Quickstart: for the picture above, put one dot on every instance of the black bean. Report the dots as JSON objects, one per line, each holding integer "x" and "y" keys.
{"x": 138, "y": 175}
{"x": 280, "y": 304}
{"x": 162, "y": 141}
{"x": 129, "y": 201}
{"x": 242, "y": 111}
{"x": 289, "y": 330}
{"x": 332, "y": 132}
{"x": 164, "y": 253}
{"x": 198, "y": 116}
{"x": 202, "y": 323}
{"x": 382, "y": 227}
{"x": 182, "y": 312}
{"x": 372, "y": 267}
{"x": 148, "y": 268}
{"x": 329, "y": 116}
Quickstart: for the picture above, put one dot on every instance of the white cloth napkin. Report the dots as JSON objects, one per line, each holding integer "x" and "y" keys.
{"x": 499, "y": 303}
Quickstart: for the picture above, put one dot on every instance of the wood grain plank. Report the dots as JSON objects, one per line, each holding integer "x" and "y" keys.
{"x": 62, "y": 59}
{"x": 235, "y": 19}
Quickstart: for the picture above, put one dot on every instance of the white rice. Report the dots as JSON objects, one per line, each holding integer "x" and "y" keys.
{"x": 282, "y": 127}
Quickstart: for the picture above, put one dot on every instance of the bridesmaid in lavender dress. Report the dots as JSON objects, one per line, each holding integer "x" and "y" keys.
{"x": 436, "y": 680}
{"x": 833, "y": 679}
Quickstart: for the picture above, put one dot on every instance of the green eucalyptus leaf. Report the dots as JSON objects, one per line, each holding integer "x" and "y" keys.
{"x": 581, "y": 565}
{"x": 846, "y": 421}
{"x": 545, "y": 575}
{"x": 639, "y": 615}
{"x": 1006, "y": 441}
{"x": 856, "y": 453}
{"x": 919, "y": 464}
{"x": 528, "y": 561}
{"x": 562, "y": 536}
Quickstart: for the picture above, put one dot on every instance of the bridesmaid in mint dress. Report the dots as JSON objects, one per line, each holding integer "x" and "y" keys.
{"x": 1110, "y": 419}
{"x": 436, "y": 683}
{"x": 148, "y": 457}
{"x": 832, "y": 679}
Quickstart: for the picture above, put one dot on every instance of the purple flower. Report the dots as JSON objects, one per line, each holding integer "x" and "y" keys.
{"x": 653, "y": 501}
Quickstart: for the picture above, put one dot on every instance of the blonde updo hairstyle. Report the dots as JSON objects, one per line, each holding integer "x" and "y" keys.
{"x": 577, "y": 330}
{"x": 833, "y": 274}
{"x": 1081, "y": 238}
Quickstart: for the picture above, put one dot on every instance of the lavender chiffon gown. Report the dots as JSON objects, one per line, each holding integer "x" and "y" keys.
• • • • •
> GIVEN INSTRUCTION:
Rewrite all the records above, changing each "Quickstart" to "Warm-up" and leaving everything else untouched.

> TASK ANSWER:
Warm-up: for the picture above, put one dot on every instance of the black bean. Report the dots as JSON objects, one per line, each holding integer "x" and "y" keys.
{"x": 138, "y": 175}
{"x": 280, "y": 304}
{"x": 162, "y": 141}
{"x": 129, "y": 201}
{"x": 242, "y": 111}
{"x": 289, "y": 330}
{"x": 332, "y": 132}
{"x": 164, "y": 253}
{"x": 198, "y": 116}
{"x": 202, "y": 323}
{"x": 382, "y": 227}
{"x": 182, "y": 312}
{"x": 372, "y": 267}
{"x": 148, "y": 268}
{"x": 329, "y": 116}
Warm-up: for the picture above, put one dot on every instance of the white cloth napkin. Report the dots as JSON objects, one per line, each holding integer "x" and "y" keys.
{"x": 499, "y": 303}
Warm-up: for the picture above, put one dot on every instance of the wood grain plank. Report the dots as JSON objects, one per line, each holding integer "x" and "y" keys.
{"x": 62, "y": 59}
{"x": 235, "y": 19}
Warm-up: for the picture above, put one dot on every instance of the white rice. Report the dots as JSON objects, one per line, each holding integer "x" and "y" keys.
{"x": 282, "y": 127}
Warm-up: for the picture above, put one dot on every instance of the bridesmaid in lavender dress. Report the dots as JSON objects, one per line, each holding integer "x" and "y" keys.
{"x": 436, "y": 680}
{"x": 833, "y": 679}
Warm-up: for the picture above, put one dot on every instance of the green eucalyptus leaf. Report the dots as JSON objects, one per line, each holding integer "x" and "y" keys.
{"x": 581, "y": 565}
{"x": 846, "y": 421}
{"x": 545, "y": 575}
{"x": 639, "y": 615}
{"x": 1006, "y": 441}
{"x": 856, "y": 453}
{"x": 919, "y": 464}
{"x": 528, "y": 561}
{"x": 562, "y": 536}
Warm-up: for the picture above, put one dot on every instance of the bridesmaid in mint dress. Report the dots as JSON objects, one per line, each holding integer "x" and "y" keys.
{"x": 1110, "y": 419}
{"x": 436, "y": 683}
{"x": 148, "y": 457}
{"x": 832, "y": 679}
Warm-up: for the picture above, put one dot on every instance of the purple flower. Report the dots as JSON objects, one per line, each holding integer "x" and "y" keys.
{"x": 653, "y": 501}
Warm-up: for the picture above, put one dot on every instance of the blonde updo hairstyle. Report the dots as JSON objects, one per line, each holding integer "x" and "y" keys.
{"x": 577, "y": 330}
{"x": 833, "y": 274}
{"x": 1081, "y": 238}
Warm-up: for the picture above, put one dot on every instance of the lavender chiffon gown. Report the dots as JSON objects, one per line, each holding integer "x" and "y" keys.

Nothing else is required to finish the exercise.